» **WRITTEN PROBLEM**
Rewrite the part of the rows below that opens with the line containing "Report the location of each instance of the chair" and closes with the last row, requests included. Shift every coordinate in the answers by -118, and leave the requests and their format samples unchanged.

» **DATA SHOWN**
____________________

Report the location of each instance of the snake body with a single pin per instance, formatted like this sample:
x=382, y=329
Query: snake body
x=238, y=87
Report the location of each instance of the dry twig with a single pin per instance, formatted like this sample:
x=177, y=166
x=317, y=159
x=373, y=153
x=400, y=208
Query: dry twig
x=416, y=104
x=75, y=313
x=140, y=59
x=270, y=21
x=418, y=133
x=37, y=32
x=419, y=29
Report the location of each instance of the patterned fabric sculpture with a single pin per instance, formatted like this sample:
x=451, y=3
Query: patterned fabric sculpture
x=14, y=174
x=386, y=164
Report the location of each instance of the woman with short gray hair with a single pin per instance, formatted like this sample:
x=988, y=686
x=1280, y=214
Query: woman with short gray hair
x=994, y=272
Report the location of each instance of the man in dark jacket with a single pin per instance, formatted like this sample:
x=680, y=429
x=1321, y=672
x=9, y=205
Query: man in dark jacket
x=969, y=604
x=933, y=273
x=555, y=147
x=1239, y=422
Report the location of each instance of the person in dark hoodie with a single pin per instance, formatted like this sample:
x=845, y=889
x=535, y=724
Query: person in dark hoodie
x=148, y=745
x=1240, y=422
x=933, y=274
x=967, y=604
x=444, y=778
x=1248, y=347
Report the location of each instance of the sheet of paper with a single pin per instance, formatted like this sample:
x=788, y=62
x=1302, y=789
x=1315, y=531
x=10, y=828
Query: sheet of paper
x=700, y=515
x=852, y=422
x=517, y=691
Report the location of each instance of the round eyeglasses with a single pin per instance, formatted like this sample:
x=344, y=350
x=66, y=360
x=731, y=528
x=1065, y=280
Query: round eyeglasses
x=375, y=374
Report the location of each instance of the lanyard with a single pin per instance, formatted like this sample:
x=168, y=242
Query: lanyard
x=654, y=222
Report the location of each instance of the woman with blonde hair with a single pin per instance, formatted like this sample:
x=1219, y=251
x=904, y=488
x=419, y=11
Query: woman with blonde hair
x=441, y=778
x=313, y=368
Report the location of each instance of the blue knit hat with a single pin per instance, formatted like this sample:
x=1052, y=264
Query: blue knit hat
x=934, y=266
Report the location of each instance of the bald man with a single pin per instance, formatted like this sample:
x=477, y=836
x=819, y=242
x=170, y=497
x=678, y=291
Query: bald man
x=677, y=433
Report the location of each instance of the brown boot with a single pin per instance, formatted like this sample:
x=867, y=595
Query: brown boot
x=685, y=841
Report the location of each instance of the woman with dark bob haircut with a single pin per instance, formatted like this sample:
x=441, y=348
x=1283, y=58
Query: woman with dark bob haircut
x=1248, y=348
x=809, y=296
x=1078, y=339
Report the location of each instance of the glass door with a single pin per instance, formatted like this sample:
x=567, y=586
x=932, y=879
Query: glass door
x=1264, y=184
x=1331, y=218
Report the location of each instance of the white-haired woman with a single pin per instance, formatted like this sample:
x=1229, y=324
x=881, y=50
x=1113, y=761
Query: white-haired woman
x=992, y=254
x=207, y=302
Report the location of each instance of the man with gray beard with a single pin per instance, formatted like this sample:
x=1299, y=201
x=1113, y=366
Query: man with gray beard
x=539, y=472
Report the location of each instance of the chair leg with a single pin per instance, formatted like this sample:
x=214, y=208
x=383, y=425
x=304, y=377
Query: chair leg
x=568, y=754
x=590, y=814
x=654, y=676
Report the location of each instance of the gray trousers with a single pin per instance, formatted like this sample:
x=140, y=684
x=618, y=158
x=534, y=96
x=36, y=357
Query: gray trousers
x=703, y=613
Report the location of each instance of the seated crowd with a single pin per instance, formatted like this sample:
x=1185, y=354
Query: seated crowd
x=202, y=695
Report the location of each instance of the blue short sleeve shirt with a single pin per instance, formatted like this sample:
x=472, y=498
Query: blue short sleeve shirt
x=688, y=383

____________________

» **THE RESULT**
Report the location of each instance of the chair leg with a single pin per instance, formatted like this sample:
x=214, y=208
x=383, y=425
x=304, y=377
Query: chair leg
x=450, y=636
x=472, y=696
x=536, y=558
Report the location of each instance of the gray trousers with a single pin per instance, formatted like this sample:
x=140, y=684
x=618, y=158
x=534, y=96
x=36, y=357
Query: gray trousers
x=585, y=495
Report the location of each instance of the seated crowd with a single pin per instance, formatted like this sample:
x=1185, y=354
Query: seated crowd
x=84, y=577
Report the location of each instance of the blue short sleeve shirt with a single pin per instance, formatted like this sample:
x=472, y=498
Query: blue short sleeve shirt
x=570, y=265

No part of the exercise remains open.